» Dokumen Sumber:
==============================

Pada masa Rasulullah, perempuan benar-benar terangkat harkat dan martabatnya, namun dipenghujung abad ke-13, kondisi itu secara gradual memudar dan akhirnya dominasi kaum laki-laki muncul kembali. Setelah berjalan selama 6 abad dominasi tersebut, barulah muncul benih-benih gerakan feminis pada abad ke-19 yang difasilitasi dalam Women Liberation (Gerakan Pembebasan Wanita).[9] Gerakan yang berpusat di Amerika Serikat ini berupaya untuk memperoleh kesamaan hak. Mereka memperjuangkannya melalui parlemen, turun ke jalan untuk melakukan aksi demonstrasi maupun pemboikotan. Pada awal abad ke-20, gerakan feminis di AS, difokuskan pada satu isu yaitu mendapatkan hak untuk memilih, karena saat itu wanita disamakan dengan anak di bawah umur yang tidak memiliki hak pilih dalam pemilu. Hingga pada tahun 1948, sejumlah wanita berkumpul di Seneca Fall, New York untuk menuntut hak-hak mereka sebagai warga negara.

==============================

» Tantangan 1: Menurut teks tentang sejarah gerakan feminis, pada awal abad ke-20 gerakan feminis di AS berfokus pada isu apa?
» Tantangan 2: Tuliskan lanjutan teks tentang sejarah gerakan feminis, mulai setelah kalimat terakhirnya.

» Data Ditampilkan:

==============================

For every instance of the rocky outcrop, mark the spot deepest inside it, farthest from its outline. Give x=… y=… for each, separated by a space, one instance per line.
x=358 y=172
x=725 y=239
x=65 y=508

==============================

» Jawaban Tertulis 1: Mendapatkan hak untuk memilih.

» Jawaban Tertulis 2:
Namun demikian, setelah hak-hak itu diperoleh, gerakan tersebut sempat tenggelam. Baru sekitar tahun 1963, Betty Friedan menerbitkan bukunya “The Feminine Mystique”. Gerakan ini sempat mengejutkan masyarakat, karena mampu memberikan kesadaran baru, terutama bagi kaum perempuan, bahwa peran-peran tradisional selama ini ternyata menempatkan mereka dalam posisi yang tidak menguntungkan, yaitu subordinasi dan menganalisasi kaum perempuan.[10]
Dampak feminisme memang nyata di mana dalam waktu 20 tahun banyak terjadi perubahan dan perkembangan yang menyangkut nasib perempuan,[11] sampai akhir tahun 1980-an. Teori feminisme menunjukkan pola berulang hasil analisisnya merefleksikan pandangan perempuan kelas menengah Amerika Utara dan Eropa Barat. Namun sayangnya, secara akademis justru muncul kecenderungan maskulinis di Barat. Sebab secara tidak disadari, para feminis di Barat telah terkooptasi oleh hirarki, cara berfikir, mekanisme kerja, epistomologi dan metodologi maskulin.[12] Hal ini jelas akan dapat membahayakan feminisme itu sendiri. Sebab suatu gerakan yang awalnya dimaksudkan untuk sebuah pembebasan malah terbalik menjadi penindasan.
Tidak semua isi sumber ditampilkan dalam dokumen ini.